─── Texto ───

El pasado martes Fede Durán publicó en estas páginas un artículo titulado “El regreso de Albert Rivera”. Para quien no lo haya leído, diré que el artículo plantea la hipótesis –eso sí, como “remota posibilidad”– de que, “a la vista del nivel de podredumbre del Gobierno actual y ante la escasa ilusión generada por Feijóo, surja de nuevo en España un partido liberal, impulsado desde la sociedad civil, y con un candidato que […] muestre una hoja servicios impecable y el magnetismo de los grandes líderes”. El autor se encarga de ponerle nombre a ese candidato desde el título mismo, aunque en el texto baraja también como alternativa el de Rosa Díez. Es más, ese partido liberal que debería surgir “de nuevo” no puede mirarse, a su juicio, sino en Ciudadanos o UPyD, nacidos ambos “en regiones donde el nacionalismo (hoy independentismo) tiene mucho tirón”.

Antes de abordar la viabilidad y la conveniencia de la aparición de una fuerza política de ese perfil, el lector me permitirá que empiece por desmentir una creencia muy extendida a lo largo de la pasada década. (Me ceñiré al caso de Ciudadanos, que es el que conozco desde sus comienzos por dentro y por fuera.) Ciudadanos nació como un partido en cuyo ideario tenían cabida tanto la socialdemocracia como el liberalismo. Puede decirse, pues, que estaba destinado a ocupar, o ese era su querer, el centro del tablero político. Pero el partido nació sobre todo como una formación antinacionalista que reclamaba, tal y como indicaba su primer manifiesto, la existencia en Cataluña de una fuerza política de nuevo cuño que se enfrentara a los problemas reales de los ciudadanos, ocultos bajo el manto hegemónico del nacionalismo. En este sentido, su función estaría mucho más cerca de la que suele atribuirse a los llamados “partidos bisagra”, susceptibles de aliarse lo mismo con el centroderecha que con el centroizquierda para apuntalar la gobernabilidad que no de un partido que aspira a alcanzar por sus propios medios el poder.

Tras su éxito inicial en Cataluña, donde consiguió representación en el Parlamento autonómico durante dos legislaturas, su gran crecimiento en la región y su expansión por el resto de España se produjo a partir de 2012, a rebufo del llamado procés. A Ciudadanos se le reconocía, con plena justicia, la valentía de haber plantado cara al independentismo en las instituciones y en la calle. El punto culminante de ese crecimiento se dio en 2017 en Cataluña, donde, meses después del golpe de Estado de Puigdemont, Junqueras y compañía, ganó los comicios autonómicos –era la primera vez que un partido declaradamente antinacionalista lo conseguía–, y en 2019 en el conjunto de España, donde, a pesar de su subida en votos y escaños en las elecciones generales del mes de abril, no logró rebasar al PP y convertirse de este modo en el principal partido de la oposición.

───

_Tareas_
(a) Escribe sin cambios todo lo que va, en el texto, desde “Tras su éxito” hasta “de la oposición.”, incluidos ambos extremos.
(b) Cuenta cuántas líneas de las entradas contienen la palabra “door”, distinguiendo mayúsculas de minúsculas. Responde solo con el número.

─── Filas ───

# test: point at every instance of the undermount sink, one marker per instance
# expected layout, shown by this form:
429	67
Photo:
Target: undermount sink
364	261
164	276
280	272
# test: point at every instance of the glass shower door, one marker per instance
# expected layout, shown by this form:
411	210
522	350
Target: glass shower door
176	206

───
─── Filas ───

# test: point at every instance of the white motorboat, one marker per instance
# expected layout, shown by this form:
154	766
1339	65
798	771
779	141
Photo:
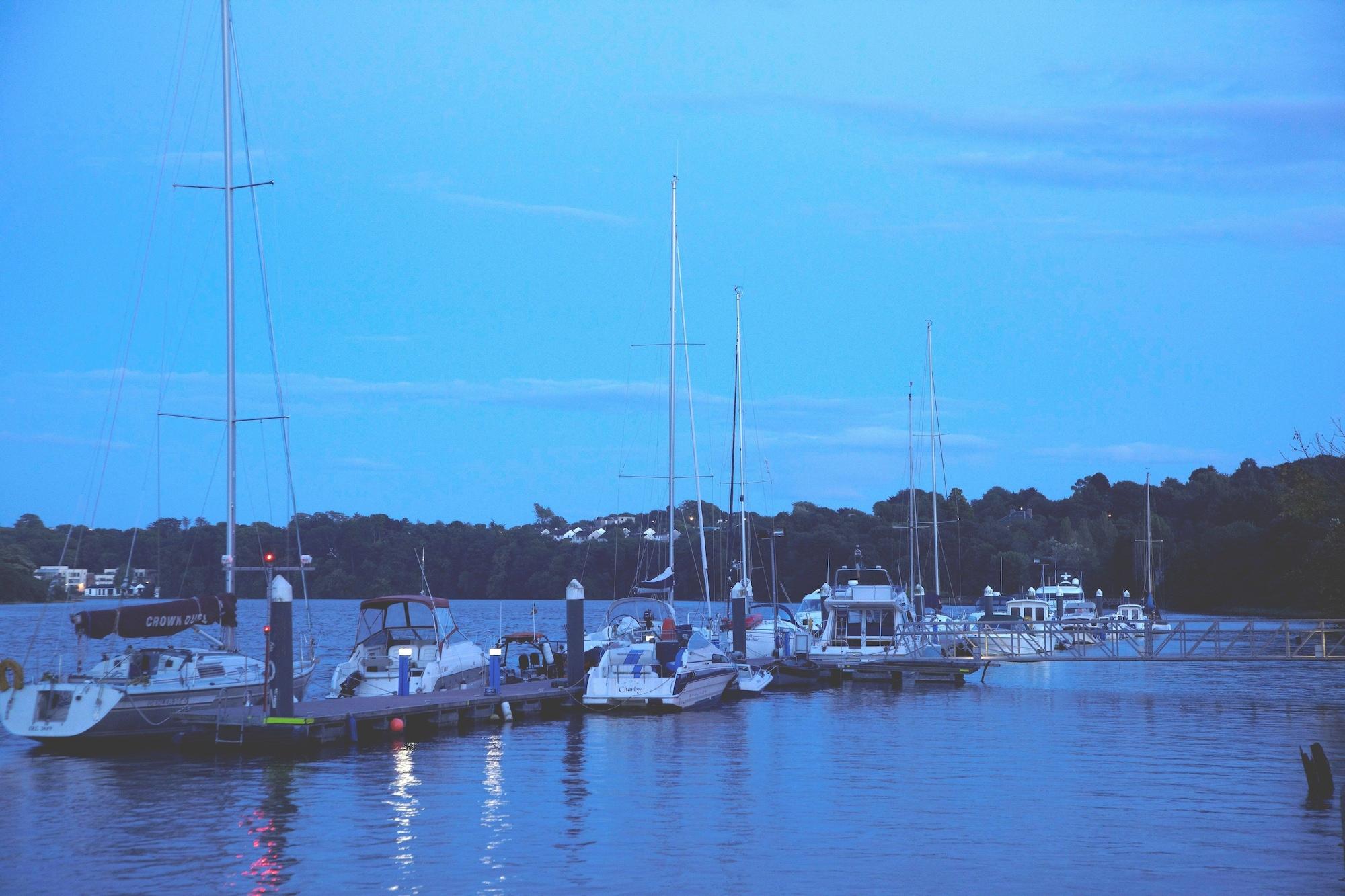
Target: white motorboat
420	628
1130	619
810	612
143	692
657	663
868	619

───

_Soluciones_
(a)
Tras su éxito inicial en Cataluña, donde consiguió representación en el Parlamento autonómico durante dos legislaturas, su gran crecimiento en la región y su expansión por el resto de España se produjo a partir de 2012, a rebufo del llamado procés. A Ciudadanos se le reconocía, con plena justicia, la valentía de haber plantado cara al independentismo en las instituciones y en la calle. El punto culminante de ese crecimiento se dio en 2017 en Cataluña, donde, meses después del golpe de Estado de Puigdemont, Junqueras y compañía, ganó los comicios autonómicos –era la primera vez que un partido declaradamente antinacionalista lo conseguía–, y en 2019 en el conjunto de España, donde, a pesar de su subida en votos y escaños en las elecciones generales del mes de abril, no logró rebasar al PP y convertirse de este modo en el principal partido de la oposición.

(b) 2